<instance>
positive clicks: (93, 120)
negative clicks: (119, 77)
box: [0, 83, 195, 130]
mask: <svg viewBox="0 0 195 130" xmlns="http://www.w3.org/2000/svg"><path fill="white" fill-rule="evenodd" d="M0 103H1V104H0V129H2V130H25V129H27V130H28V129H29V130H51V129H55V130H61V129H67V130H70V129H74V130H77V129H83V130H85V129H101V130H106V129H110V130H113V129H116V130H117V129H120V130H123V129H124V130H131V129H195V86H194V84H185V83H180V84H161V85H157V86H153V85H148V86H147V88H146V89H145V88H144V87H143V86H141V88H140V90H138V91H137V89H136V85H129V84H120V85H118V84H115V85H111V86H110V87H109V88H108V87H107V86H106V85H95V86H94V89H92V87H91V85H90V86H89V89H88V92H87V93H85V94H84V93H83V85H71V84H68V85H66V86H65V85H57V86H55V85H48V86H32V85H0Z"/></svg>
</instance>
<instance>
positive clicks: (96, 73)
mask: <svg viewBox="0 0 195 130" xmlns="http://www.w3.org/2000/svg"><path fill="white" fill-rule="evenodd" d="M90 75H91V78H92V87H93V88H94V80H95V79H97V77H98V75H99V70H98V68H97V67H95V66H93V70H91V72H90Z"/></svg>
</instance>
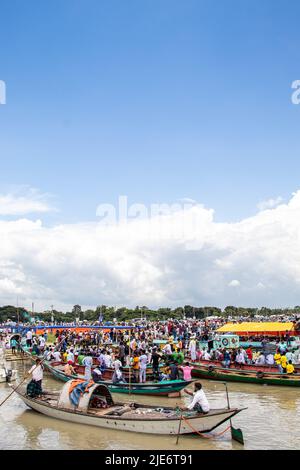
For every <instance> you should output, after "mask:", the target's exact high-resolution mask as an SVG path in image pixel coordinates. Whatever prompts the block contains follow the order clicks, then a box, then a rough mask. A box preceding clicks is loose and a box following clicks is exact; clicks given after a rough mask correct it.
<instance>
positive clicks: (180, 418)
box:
^^^^^^^^^^^^^^^^
### Your task
Leaving every picture out, output the data exactly as it stands.

### Exercise result
<instance>
positive clicks: (93, 120)
negative clicks: (119, 77)
box: [0, 83, 195, 130]
mask: <svg viewBox="0 0 195 130" xmlns="http://www.w3.org/2000/svg"><path fill="white" fill-rule="evenodd" d="M0 103H1V104H0V129H2V130H25V129H27V130H28V129H29V130H51V129H55V130H61V129H67V130H70V129H74V130H77V129H83V130H85V129H101V130H106V129H110V130H113V129H116V130H117V129H120V130H123V129H124V130H131V129H195V86H194V84H185V83H180V84H161V85H157V86H153V85H148V86H147V88H146V89H145V88H144V87H143V86H141V88H140V90H138V91H137V89H136V85H129V84H120V85H118V84H115V85H111V86H110V87H109V88H108V87H107V86H106V85H95V86H94V89H92V87H91V85H90V86H89V89H88V92H87V93H85V94H84V93H83V85H71V84H68V85H66V86H65V85H57V86H55V85H48V86H32V85H0Z"/></svg>
</instance>
<instance>
positive clicks: (96, 73)
mask: <svg viewBox="0 0 195 130" xmlns="http://www.w3.org/2000/svg"><path fill="white" fill-rule="evenodd" d="M90 75H91V78H92V87H93V88H94V80H95V79H97V77H98V75H99V70H98V68H97V67H95V66H93V70H91V72H90Z"/></svg>
</instance>
For every <instance> you should output, after "mask:", the target's exact high-resolution mask as an SVG path in image pixel coordinates. Whatever prompts the block contains follow the order clicks, then a box, then a rough mask. A box preceding clicks is loose and a box following clicks is exact; clicks given after a rough mask correct it.
<instance>
positive clicks: (180, 418)
box:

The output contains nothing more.